### Required work
How many lines in the entries below contain the string "bowl"? Case counts. Give only the number.

### Stored dataset items
+--
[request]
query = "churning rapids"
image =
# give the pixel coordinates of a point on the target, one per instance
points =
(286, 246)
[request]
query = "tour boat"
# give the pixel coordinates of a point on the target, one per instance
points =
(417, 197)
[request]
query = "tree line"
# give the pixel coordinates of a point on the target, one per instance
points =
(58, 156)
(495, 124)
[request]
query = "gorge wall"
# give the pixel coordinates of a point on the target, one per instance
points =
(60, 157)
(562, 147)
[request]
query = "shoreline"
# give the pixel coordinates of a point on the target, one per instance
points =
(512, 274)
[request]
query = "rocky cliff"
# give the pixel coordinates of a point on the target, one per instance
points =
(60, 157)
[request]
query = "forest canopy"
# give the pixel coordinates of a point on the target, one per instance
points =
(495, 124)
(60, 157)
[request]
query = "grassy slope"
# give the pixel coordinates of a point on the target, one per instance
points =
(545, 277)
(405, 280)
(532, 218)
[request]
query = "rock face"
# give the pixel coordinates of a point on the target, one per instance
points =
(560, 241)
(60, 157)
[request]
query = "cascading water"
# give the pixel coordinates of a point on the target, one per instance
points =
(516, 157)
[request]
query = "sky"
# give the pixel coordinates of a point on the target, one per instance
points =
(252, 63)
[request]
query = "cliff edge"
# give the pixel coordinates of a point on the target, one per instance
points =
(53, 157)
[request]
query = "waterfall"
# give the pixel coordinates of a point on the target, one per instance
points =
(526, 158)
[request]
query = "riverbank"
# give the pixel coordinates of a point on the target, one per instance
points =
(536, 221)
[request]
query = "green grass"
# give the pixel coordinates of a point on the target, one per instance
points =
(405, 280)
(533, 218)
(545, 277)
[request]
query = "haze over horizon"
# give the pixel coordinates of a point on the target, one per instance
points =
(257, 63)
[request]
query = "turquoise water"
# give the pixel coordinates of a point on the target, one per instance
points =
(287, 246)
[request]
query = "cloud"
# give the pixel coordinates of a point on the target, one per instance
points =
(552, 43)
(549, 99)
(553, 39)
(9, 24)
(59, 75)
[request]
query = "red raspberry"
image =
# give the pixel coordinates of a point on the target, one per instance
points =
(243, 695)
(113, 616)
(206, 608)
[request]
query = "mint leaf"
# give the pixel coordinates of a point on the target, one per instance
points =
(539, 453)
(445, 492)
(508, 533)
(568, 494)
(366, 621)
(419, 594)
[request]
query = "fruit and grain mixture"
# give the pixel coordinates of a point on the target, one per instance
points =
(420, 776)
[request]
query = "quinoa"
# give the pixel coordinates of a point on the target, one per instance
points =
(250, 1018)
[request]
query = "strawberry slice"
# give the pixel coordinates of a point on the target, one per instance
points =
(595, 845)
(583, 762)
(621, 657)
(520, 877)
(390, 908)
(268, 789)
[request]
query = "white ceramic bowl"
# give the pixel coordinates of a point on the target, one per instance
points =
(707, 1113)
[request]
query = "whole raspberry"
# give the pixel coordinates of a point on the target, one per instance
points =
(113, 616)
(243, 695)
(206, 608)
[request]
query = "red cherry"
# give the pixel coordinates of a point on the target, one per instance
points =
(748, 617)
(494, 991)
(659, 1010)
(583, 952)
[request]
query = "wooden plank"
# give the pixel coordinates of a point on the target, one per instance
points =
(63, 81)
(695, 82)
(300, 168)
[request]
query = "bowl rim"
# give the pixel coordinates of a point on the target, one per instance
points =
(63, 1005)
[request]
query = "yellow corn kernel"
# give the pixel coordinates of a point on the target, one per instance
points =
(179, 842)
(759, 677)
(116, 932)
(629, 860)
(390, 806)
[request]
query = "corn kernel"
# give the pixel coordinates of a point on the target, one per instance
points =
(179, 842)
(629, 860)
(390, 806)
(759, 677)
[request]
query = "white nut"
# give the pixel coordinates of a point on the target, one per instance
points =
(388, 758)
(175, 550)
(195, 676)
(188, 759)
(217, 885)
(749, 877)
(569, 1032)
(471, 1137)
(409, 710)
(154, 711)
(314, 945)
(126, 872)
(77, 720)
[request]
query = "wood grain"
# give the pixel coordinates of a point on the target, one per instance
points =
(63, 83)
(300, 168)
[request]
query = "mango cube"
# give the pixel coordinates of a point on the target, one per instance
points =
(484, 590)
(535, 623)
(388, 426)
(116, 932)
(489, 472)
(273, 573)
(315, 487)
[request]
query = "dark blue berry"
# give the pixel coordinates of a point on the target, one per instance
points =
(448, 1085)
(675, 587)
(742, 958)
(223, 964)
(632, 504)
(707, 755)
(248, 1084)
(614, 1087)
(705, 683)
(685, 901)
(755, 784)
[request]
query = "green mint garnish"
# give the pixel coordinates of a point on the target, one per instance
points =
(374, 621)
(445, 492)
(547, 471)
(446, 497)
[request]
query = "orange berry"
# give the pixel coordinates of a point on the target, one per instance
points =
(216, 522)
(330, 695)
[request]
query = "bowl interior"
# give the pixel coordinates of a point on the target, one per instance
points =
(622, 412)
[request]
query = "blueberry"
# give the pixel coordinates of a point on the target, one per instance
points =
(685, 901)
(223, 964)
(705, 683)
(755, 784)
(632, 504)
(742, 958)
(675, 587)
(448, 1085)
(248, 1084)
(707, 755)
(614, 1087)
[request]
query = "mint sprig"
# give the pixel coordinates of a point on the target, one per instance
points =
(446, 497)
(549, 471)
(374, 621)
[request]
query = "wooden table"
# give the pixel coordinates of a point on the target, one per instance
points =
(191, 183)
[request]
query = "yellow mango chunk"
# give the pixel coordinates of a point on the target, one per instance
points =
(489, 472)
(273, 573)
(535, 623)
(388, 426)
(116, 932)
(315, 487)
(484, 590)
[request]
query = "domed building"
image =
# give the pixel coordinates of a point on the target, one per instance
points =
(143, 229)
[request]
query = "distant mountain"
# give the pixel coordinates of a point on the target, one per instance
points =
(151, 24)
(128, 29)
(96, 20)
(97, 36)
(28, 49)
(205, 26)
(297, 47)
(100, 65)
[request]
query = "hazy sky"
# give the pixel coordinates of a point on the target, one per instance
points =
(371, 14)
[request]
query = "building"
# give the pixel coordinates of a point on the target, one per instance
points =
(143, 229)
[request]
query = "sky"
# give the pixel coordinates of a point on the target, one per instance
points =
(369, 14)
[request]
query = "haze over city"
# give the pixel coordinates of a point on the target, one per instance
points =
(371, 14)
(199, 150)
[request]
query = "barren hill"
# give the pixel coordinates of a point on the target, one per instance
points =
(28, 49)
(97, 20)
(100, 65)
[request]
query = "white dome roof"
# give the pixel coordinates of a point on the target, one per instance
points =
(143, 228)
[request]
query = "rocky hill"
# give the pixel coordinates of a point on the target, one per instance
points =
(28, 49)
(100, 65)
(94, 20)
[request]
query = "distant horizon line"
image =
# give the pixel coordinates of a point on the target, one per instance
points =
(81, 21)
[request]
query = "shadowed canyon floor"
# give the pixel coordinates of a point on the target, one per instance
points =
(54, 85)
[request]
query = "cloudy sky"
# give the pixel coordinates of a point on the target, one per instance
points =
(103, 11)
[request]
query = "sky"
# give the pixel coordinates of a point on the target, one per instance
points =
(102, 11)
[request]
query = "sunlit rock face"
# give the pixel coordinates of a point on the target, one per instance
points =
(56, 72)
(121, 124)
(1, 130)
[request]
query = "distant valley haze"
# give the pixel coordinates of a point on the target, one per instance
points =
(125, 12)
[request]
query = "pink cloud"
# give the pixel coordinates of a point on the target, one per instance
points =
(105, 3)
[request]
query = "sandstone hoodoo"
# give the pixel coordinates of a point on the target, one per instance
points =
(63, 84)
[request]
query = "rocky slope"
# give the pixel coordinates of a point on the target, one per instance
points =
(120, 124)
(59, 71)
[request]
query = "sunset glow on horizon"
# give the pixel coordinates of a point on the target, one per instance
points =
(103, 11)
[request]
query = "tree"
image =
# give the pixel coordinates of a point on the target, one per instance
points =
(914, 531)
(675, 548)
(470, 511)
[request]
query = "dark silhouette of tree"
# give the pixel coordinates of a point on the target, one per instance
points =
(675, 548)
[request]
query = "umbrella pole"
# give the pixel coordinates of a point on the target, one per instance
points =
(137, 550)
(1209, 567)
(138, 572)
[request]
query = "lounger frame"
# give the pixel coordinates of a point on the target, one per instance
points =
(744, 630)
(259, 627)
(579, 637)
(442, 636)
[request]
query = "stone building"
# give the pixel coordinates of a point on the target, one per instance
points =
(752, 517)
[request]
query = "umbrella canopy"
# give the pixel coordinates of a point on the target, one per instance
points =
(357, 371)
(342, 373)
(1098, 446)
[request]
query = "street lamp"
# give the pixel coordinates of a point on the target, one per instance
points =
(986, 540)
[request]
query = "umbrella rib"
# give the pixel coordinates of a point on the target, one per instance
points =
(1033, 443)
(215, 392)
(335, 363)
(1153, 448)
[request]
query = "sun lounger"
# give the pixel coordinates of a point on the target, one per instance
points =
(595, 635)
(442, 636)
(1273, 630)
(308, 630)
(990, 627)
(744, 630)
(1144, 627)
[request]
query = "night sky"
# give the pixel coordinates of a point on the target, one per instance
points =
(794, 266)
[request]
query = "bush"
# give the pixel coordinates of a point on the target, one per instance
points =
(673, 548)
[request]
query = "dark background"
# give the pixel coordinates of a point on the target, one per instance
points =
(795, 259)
+--
### Expected answer
3